▶ **Directions**:
An identical copy of the data below is needed.

***

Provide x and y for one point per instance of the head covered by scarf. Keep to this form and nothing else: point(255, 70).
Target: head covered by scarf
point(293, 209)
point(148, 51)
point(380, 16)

***

▶ **Reply to the task**:
Provide x and y for one point per instance of the head covered by scarf. Keep to this form and nothing else: point(255, 70).
Target: head covered by scarf
point(293, 209)
point(148, 51)
point(380, 16)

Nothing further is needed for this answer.